===== Source information =====

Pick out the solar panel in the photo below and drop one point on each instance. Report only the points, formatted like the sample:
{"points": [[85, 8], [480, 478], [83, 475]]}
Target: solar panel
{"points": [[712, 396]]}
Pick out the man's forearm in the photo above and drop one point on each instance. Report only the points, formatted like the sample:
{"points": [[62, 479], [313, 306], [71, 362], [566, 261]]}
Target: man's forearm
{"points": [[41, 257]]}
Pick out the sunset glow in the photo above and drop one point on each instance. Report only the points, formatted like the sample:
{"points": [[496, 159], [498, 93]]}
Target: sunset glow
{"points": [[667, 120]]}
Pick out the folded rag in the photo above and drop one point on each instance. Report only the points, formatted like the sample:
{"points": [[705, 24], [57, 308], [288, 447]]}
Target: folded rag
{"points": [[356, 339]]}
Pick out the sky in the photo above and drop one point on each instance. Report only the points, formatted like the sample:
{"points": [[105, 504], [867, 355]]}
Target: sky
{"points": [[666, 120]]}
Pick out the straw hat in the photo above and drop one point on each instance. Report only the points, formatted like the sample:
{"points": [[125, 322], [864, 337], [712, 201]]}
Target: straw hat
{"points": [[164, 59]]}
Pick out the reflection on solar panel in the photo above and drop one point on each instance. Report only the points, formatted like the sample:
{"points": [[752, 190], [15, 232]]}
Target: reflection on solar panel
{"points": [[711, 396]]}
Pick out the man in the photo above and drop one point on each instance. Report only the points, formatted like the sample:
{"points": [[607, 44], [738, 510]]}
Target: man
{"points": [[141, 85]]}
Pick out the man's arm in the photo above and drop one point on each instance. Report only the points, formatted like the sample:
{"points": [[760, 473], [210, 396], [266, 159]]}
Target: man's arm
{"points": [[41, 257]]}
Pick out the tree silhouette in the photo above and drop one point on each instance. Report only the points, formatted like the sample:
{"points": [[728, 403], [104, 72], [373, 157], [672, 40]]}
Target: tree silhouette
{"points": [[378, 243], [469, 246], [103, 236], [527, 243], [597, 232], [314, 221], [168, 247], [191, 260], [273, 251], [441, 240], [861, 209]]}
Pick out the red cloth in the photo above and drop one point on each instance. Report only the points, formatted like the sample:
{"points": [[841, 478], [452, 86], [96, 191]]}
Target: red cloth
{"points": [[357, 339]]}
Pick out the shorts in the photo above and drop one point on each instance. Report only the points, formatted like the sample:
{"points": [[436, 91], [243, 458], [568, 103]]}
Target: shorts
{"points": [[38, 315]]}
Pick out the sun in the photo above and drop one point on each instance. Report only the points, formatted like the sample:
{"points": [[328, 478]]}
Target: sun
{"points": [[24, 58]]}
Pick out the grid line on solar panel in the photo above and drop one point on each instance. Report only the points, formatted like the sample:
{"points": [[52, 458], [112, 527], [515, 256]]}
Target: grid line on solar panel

=====

Every entry should be output exactly as written, please.

Expected answer →
Pick out the solar panel in the photo below and drop one point on each instance. Report only the points, formatted like the sample:
{"points": [[85, 8], [480, 478], [83, 475]]}
Target: solar panel
{"points": [[712, 396]]}
Pick out the man's forearm in the photo above and drop one point on each instance. Report only the points, formatted like the sample:
{"points": [[62, 479], [313, 306], [71, 362], [566, 261]]}
Target: man's forearm
{"points": [[41, 257]]}
Pick out the sunset glow in the photo above and drop one point on each instance. Report only the points, formatted like the sample:
{"points": [[496, 159], [498, 93]]}
Target: sunset glow
{"points": [[667, 120]]}
Pick out the folded rag in the photo above and drop one point on each instance. Report only the points, formatted like the sample:
{"points": [[705, 24], [57, 308], [288, 447]]}
Target: folded rag
{"points": [[356, 339]]}
Pick out the sky in the photo above and drop one point on each instance. Report only the points, formatted like the sample:
{"points": [[105, 504], [867, 355]]}
Target: sky
{"points": [[666, 120]]}
Pick out the straw hat in the photo above and drop one point on each instance. Report only the points, formatted like the sample:
{"points": [[125, 322], [864, 337], [712, 201]]}
Target: straw hat
{"points": [[164, 59]]}
Pick out the reflection on solar panel in the photo above and drop one point on each instance. Report only the points, formatted like the sample:
{"points": [[752, 190], [15, 232]]}
Target: reflection on solar panel
{"points": [[711, 396]]}
Pick out the man in the photo above and drop one point on each instance. Report only the points, formatted like the sample:
{"points": [[607, 44], [738, 510]]}
Target: man
{"points": [[141, 85]]}
Pick out the man's arm in the photo above and drop one point on each instance. Report only the points, formatted like the sample:
{"points": [[760, 473], [210, 396], [266, 159]]}
Target: man's arm
{"points": [[41, 257]]}
Pick out the tree silhouette in the photo above and drop one point on each instance. Report only the points, formatted like the sample:
{"points": [[728, 403], [104, 72], [373, 157], [672, 40]]}
Target: tree silhouette
{"points": [[378, 243], [469, 246], [103, 236], [527, 243], [597, 232], [314, 221], [168, 247], [191, 260], [273, 251], [441, 240], [861, 209]]}
Pick out the red cloth in the photo above and drop one point on each instance. Report only the points, formatted like the sample:
{"points": [[841, 478], [452, 86], [96, 191]]}
Target: red cloth
{"points": [[357, 339]]}
Pick out the shorts in the photo above and drop one point on each instance. Report only the points, formatted like the sample:
{"points": [[436, 91], [243, 458], [568, 103]]}
Target: shorts
{"points": [[38, 315]]}
Pick out the sun in the photo above and drop one point on each instance. Report only the points, formatted like the sample:
{"points": [[328, 478]]}
Target: sun
{"points": [[24, 58]]}
Pick out the grid line on solar panel in the photo above and drop one point on each instance. Report only the points, formatted like the sample:
{"points": [[52, 458], [112, 527], [515, 256]]}
Target: grid line on solar panel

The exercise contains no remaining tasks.